The U.S. dollar plummeted down on Monday as progress on coronavirus vaccines boosted risk appetite. Meanwhile, the sterling surged forward by more than 1% after Britain, and the European Union agreed on Sunday to continue Brexit negotiations.

 

On Sunday, the U.S. launched its first shipments of the coronavirus vaccine to distribution centres, giving investors hopes for a swift recovery from the global economic crisis.

 

The greenback tumbled down by approximately 0.2% against a basket of currencies at 90.621 on Monday. While the currency stayed within December’s ranges, it’s not far from its lowest level since 2018.

 

On the other hand, the riskier Australian and New Zealand dollars rallied, trading close to their strongest level since 2018. On Monday, the Aussie climbed up by 0.4% versus the dollar at 0.75655.

 

ING strategists noted that the U.S. currency is starting the week with a disadvantage as risk appetite remains fairly upbeat on the back of lingering hopes around a U.S. fiscal stimulus package, vaccine roll-out news, and some optimism on Brexit negotiations.

 

According to reports, a $908 billion bipartisan coronavirus relief plan, which could be introduced in the U.S. Congress as early as Monday, may be split into two packages in a bid to win approval.

Region pointing data:
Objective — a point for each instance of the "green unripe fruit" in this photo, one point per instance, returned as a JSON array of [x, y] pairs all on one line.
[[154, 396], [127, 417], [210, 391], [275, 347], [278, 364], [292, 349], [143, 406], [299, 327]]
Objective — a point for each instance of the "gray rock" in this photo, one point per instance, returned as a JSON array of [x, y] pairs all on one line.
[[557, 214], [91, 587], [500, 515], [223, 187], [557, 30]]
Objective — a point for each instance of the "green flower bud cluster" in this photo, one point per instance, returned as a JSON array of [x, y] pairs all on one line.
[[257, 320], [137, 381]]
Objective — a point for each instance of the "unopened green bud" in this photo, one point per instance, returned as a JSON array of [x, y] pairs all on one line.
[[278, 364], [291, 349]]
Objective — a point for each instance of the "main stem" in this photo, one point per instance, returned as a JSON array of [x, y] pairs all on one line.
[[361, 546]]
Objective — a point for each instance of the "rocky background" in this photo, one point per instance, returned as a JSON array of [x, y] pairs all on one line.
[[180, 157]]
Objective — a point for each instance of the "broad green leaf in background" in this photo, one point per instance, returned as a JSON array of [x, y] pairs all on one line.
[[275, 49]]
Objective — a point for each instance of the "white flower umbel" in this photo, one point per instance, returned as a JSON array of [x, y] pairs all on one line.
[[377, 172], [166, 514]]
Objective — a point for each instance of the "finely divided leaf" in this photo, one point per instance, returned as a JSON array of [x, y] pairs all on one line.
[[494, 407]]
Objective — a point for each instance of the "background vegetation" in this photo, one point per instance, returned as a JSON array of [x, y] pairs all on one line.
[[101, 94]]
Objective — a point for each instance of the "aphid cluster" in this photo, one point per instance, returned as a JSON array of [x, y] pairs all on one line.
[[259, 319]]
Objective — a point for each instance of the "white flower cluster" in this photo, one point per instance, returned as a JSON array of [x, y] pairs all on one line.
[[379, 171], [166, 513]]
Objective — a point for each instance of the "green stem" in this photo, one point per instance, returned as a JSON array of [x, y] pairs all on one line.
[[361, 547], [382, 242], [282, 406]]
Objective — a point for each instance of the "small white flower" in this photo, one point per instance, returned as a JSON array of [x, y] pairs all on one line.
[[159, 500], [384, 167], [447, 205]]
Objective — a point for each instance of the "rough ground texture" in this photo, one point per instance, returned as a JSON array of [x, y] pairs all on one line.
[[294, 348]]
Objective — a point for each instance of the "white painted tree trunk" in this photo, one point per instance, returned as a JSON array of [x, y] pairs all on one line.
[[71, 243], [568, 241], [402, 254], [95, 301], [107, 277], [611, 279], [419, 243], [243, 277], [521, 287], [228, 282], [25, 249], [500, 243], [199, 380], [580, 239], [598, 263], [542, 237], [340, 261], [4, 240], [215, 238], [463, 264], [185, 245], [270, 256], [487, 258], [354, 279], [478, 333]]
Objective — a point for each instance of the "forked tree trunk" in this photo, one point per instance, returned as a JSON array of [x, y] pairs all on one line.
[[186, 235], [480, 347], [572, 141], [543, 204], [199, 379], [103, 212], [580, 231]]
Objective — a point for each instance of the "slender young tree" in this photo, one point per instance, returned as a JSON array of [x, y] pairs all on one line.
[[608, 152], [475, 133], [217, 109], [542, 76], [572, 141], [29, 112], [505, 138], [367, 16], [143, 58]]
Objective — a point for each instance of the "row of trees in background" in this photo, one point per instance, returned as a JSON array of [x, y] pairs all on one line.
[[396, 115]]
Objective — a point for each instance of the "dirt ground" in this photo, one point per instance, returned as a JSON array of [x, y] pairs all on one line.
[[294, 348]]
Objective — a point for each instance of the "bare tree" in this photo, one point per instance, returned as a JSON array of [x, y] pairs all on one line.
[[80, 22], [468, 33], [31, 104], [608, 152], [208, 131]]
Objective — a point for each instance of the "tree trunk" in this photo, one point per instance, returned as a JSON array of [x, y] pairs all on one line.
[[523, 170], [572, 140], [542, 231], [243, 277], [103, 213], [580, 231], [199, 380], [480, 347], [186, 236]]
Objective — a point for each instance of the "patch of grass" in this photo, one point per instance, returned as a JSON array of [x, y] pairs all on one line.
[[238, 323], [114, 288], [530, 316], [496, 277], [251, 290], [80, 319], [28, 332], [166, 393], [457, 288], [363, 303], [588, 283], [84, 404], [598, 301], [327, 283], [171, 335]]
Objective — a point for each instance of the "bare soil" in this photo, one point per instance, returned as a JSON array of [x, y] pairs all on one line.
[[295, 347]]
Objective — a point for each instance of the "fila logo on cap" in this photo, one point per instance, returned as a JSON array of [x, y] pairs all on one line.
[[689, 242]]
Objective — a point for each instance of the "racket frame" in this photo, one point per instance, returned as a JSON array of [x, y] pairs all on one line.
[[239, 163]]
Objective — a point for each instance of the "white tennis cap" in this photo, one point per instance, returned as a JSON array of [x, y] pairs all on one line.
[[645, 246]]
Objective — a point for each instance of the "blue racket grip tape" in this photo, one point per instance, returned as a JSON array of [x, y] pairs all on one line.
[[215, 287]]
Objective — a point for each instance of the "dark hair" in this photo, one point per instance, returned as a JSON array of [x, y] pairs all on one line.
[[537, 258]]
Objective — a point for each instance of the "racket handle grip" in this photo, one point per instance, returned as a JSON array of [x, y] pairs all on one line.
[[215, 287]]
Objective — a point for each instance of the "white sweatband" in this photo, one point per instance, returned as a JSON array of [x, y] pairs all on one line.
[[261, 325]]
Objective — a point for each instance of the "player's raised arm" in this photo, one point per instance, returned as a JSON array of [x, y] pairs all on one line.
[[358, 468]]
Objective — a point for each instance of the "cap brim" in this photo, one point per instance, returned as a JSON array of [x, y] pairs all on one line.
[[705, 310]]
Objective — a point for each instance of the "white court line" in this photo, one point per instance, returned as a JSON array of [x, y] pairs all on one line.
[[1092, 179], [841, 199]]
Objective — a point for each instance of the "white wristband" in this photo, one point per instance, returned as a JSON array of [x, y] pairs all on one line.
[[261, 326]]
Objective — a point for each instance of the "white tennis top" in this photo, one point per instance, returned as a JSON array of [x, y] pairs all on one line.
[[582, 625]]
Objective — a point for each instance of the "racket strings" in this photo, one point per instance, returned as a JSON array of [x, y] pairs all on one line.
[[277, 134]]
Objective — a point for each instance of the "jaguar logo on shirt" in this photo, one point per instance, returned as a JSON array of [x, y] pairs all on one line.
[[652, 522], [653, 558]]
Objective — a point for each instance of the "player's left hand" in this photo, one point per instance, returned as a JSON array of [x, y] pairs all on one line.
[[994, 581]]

**Set of tasks:**
(a) Turn the text's paragraph that opens with "The greenback tumbled down" into a short bulleted list that keeps its main facts.
(b) Reproduce the stretch of the text from "On Sunday, the" through "dollar at 0.75655.".
(c) Decide whether each statement agrees with the text, and answer yes or no with the text's deciding words quoted: (i) The Aussie rose 0.4% against the dollar on Monday. (ii) The sterling fell after Britain and the European Union agreed to continue Brexit negotiations. (iii) The $908 billion relief plan may be split into three packages.

**Solutions in order:**
(a)
- On Monday the greenback fell about 0.2% against a basket of currencies, to 90.621.
- It stayed within December's ranges.
- It is not far from its lowest level since 2018.

(b)
On Sunday, the U.S. launched its first shipments of the coronavirus vaccine to distribution centres, giving investors hopes for a swift recovery from the global economic crisis.

 

The greenback tumbled down by approximately 0.2% against a basket of currencies at 90.621 on Monday. While the currency stayed within December’s ranges, it’s not far from its lowest level since 2018.

 

On the other hand, the riskier Australian and New Zealand dollars rallied, trading close to their strongest level since 2018. On Monday, the Aussie climbed up by 0.4% versus the dollar at 0.75655.

(c)
(i) Yes: "On Monday, the Aussie climbed up by 0.4% versus the dollar at 0.75655."
(ii) No: "the sterling surged forward by more than 1% after Britain, and the European Union agreed on Sunday to continue Brexit negotiations."
(iii) No: "may be split into two packages in a bid to win approval."